When you reach the line containing "Target: dark metal fence post" in the entries below, begin reproducing lines exactly, and stop once the line containing "Target: man walking" is done.

======== RECORDS PROVIDED ========

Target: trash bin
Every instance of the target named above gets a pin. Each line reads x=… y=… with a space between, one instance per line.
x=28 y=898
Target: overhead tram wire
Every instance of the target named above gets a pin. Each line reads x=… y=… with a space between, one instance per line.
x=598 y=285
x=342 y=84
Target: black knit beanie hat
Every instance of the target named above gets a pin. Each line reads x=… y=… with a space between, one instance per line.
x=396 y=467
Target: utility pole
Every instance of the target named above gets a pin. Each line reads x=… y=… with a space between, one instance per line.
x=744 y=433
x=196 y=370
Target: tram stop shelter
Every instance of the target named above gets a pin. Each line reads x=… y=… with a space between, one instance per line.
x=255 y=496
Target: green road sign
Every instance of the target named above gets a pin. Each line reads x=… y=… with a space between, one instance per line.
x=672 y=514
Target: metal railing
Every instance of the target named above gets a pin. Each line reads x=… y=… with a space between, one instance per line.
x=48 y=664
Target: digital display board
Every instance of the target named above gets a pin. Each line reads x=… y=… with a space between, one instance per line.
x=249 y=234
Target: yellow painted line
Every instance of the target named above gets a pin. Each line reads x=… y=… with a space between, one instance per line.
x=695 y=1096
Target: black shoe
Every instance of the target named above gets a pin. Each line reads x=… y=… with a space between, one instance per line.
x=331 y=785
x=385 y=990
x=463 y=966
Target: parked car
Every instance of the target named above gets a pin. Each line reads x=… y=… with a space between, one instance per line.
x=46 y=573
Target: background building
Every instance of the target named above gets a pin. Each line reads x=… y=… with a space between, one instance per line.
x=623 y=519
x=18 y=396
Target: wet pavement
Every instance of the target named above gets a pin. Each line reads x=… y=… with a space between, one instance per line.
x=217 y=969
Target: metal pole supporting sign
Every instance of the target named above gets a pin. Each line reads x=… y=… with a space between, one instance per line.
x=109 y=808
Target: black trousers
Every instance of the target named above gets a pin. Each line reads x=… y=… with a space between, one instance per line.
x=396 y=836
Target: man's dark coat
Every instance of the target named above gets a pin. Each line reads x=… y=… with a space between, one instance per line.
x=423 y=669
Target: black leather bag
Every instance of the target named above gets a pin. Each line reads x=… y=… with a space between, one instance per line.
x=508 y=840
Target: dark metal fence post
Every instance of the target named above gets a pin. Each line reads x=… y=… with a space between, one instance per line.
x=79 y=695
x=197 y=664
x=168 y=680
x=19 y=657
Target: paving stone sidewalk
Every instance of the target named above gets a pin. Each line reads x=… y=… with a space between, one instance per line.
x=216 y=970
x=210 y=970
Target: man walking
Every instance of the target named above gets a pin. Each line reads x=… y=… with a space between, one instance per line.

========

RESULT:
Target: dark metal fence post
Every instance of the target named above gets a pin. Each line reads x=… y=… with a space between, one instance per line.
x=79 y=695
x=197 y=664
x=168 y=680
x=19 y=657
Target: paving stone sidewalk
Every instance of the target named above gets a pin. Each line reads x=… y=… with a space between, one instance per line.
x=216 y=970
x=210 y=970
Target: man walking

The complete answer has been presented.